Natural-language object grounding data:

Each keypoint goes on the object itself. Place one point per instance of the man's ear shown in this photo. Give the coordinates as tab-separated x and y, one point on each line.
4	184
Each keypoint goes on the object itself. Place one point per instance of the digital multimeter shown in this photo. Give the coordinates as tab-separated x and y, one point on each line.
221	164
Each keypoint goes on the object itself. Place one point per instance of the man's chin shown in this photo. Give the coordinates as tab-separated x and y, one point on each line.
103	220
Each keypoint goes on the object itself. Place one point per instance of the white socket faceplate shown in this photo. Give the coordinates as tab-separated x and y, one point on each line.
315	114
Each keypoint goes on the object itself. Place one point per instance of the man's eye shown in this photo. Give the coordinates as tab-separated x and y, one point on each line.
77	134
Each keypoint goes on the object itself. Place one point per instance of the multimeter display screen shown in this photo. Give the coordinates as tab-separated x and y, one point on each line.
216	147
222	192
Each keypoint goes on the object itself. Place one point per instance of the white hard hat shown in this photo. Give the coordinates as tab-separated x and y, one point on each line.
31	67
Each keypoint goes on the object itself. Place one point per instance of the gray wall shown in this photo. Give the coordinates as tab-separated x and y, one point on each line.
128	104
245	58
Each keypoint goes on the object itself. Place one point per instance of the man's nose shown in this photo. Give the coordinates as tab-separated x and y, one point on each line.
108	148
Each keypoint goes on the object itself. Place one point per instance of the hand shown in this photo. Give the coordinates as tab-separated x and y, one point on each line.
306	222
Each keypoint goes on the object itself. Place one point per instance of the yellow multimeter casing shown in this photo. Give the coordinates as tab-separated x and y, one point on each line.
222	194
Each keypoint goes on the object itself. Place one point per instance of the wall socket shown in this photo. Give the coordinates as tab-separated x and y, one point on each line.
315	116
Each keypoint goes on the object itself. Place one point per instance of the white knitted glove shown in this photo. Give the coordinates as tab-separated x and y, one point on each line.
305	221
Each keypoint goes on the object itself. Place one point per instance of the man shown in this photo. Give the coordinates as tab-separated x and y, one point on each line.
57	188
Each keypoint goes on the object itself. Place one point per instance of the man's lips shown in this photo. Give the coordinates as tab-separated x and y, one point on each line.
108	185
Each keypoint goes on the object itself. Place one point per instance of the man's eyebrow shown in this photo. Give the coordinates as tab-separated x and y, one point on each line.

PROBLEM DESCRIPTION: Transcribe the data above completely and exactly.

EXPECTED ANSWER:
Each keypoint goes on the object itself. Place one point per instance of the man's ear shown in this photo. Give the coordinates as tab-separated x and y, one point on each line.
4	184
Each keypoint goes on the object itself. Place one point per instance of the digital multimeter shown in this photo. Give the coordinates as tab-separated x and y, one point on each line.
221	164
Each keypoint goes on the object itself. Place one point per instance of the man's chin shown in this photo. Give the coordinates as tab-separated x and y, one point on each line.
103	220
Each keypoint goes on the object itself. Place one point per instance of the white socket faceplate shown in this photo. Give the coordinates as tab-separated x and y, one point on each line.
315	114
Each keypoint goes on the object itself. Place one point per instance of the man's eye shown in this photo. Give the coordinates as tab-separated x and y, one point on each line.
77	134
Each keypoint goes on the object itself. Place one point per instance of the multimeter display screen shown in this photo. Give the coordinates as tab-separated x and y, one point on each line.
216	147
222	192
Each keypoint goes on the object itself. Place one point per instance of the white hard hat shown in this photo. Give the coordinates as tab-separated x and y, one point on each line.
31	67
Each keypoint goes on the object itself. Place one point per instance of the gray wall shown in this photo. Give the coordinates as tab-separated x and y, one point on each line.
128	104
245	58
Each keypoint goes on the object itself. Place one point per instance of the man's nose shown in this photo. Give the coordinates as tab-separated x and y, one point on each line.
108	148
Each keypoint goes on the object itself. Place one point per instance of the hand shown in this photo. Give the coordinates as tab-separated x and y, one point on each line.
306	222
Each keypoint goes on the object itself. Place one point per instance of the yellow multimeter casing shown in this photo. Give the coordinates as tab-separated x and y, one point on each line.
222	194
Each keypoint goes on the object itself. Place one point per instance of the wall socket shown in this photo. Give the coordinates as tab-separated x and y, one point on each line.
315	116
Each keypoint goes on the object itself. Place one point per instance of the white knitted glove shown in this photo. Give the coordinates as tab-separated x and y, one point on each line.
305	221
Each keypoint goes on the object itself. Place one point per instance of the man shown in this photo. Give the coordinates as tab-separated x and y, one point on each line.
57	188
Each keypoint goes on the object itself. Place one point per instance of the man's lips shown in this photo. Give the coordinates as tab-separated x and y, one point on each line.
108	185
Each keypoint goes on the object itself. Place one point per instance of the man's eyebrow shown in this photo. Give the coordinates as tab-separated x and y, one point on each line.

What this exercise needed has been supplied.